Assignment:
For the records that follow, please set down exactly the lines between the one holding "<point>202,95</point>" and the one holding "<point>43,83</point>", inclusive, and only those.

The records Start Marker

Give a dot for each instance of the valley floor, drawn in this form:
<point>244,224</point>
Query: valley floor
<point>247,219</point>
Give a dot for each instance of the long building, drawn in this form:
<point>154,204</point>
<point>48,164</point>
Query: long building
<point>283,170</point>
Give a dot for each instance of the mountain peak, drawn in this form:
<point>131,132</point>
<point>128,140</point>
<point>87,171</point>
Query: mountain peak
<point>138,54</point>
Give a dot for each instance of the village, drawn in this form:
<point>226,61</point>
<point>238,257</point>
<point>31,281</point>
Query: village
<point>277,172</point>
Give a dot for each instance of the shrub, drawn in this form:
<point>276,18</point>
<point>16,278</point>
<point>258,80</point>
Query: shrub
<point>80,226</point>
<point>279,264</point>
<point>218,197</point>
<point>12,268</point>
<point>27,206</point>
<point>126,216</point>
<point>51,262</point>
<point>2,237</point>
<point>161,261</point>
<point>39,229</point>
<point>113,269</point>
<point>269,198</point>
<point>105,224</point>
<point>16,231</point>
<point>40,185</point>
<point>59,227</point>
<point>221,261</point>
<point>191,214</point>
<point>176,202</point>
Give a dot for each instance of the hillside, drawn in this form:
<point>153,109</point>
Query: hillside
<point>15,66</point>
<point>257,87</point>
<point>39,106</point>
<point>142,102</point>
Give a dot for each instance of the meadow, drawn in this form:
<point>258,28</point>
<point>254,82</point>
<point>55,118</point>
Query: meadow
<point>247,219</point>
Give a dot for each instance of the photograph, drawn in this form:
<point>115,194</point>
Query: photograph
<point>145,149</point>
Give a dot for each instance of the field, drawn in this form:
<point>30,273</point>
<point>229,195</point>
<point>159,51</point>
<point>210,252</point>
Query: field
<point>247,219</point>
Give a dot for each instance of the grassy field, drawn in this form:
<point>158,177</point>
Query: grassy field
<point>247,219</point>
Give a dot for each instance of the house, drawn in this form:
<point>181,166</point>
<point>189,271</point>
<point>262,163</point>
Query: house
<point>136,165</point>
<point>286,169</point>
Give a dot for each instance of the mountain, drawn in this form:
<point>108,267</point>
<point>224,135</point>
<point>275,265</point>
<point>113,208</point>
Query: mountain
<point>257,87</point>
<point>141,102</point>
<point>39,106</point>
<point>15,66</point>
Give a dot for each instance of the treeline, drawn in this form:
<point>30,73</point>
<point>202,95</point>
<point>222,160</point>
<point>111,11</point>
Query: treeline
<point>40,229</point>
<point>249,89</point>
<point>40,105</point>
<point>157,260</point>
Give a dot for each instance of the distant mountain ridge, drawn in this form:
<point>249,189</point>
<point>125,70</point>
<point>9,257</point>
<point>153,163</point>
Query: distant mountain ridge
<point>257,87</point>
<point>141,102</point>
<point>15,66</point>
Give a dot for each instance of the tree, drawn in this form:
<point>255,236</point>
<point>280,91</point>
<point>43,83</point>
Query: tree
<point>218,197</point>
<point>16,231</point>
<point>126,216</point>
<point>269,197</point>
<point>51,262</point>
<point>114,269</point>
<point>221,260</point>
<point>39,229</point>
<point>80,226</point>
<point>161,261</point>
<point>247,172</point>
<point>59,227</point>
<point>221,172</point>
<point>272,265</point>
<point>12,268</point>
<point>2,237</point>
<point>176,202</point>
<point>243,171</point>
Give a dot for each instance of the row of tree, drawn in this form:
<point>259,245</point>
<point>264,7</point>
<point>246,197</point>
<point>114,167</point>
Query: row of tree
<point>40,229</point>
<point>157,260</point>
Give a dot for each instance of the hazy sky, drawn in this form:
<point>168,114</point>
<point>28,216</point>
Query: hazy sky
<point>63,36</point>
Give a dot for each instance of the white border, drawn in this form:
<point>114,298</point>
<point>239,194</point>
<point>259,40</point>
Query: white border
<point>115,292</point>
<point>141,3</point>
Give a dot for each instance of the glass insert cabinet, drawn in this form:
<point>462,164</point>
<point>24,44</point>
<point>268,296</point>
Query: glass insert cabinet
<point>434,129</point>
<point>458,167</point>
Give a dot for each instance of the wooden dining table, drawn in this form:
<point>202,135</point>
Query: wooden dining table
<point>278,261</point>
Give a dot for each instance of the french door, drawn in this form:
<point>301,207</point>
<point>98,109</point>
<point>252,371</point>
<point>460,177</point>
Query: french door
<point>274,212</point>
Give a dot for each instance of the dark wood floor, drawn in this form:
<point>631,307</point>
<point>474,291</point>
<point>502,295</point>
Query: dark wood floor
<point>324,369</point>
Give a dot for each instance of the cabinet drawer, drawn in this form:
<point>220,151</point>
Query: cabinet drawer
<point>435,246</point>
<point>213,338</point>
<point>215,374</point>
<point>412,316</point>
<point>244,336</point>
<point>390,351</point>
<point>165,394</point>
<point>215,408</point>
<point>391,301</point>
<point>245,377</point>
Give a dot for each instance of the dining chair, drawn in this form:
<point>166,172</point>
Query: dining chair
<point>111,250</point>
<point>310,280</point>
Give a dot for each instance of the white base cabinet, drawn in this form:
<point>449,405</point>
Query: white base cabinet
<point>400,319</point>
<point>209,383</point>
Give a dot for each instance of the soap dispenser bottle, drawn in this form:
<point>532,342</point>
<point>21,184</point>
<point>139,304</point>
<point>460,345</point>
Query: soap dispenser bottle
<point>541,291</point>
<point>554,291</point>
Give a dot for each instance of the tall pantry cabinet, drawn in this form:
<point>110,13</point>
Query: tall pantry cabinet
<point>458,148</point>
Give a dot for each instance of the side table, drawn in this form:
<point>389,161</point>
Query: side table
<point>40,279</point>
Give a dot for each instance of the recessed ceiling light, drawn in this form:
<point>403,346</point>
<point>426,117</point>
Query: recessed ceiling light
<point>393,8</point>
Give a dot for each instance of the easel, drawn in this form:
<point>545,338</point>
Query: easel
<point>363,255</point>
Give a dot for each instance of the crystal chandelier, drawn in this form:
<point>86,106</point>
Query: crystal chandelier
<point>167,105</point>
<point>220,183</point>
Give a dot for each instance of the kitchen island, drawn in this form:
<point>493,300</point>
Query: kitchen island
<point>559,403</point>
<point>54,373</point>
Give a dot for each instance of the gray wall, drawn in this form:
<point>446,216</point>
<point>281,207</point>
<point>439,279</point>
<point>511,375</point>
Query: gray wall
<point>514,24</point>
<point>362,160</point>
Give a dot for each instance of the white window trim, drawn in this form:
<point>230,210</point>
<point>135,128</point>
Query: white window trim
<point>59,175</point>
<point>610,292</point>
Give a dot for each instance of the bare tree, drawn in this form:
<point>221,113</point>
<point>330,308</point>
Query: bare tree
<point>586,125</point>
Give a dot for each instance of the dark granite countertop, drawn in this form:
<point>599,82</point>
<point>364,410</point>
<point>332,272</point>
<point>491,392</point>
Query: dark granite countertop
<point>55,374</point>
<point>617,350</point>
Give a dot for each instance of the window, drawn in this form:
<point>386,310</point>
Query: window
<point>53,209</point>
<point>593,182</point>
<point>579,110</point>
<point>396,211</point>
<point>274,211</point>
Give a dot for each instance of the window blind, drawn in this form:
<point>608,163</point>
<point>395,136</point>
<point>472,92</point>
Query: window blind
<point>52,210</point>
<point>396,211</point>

The records End Marker

Answer below:
<point>202,95</point>
<point>222,160</point>
<point>111,11</point>
Query: treeline
<point>40,229</point>
<point>249,89</point>
<point>40,105</point>
<point>157,260</point>
Give a dot for each instance of the distant mountain ridge, drawn in this form:
<point>249,189</point>
<point>125,70</point>
<point>9,257</point>
<point>153,163</point>
Query: distant mountain ridge
<point>257,87</point>
<point>141,102</point>
<point>15,66</point>
Give a dot for each instance of the tree, drawn in this form:
<point>255,236</point>
<point>280,91</point>
<point>43,83</point>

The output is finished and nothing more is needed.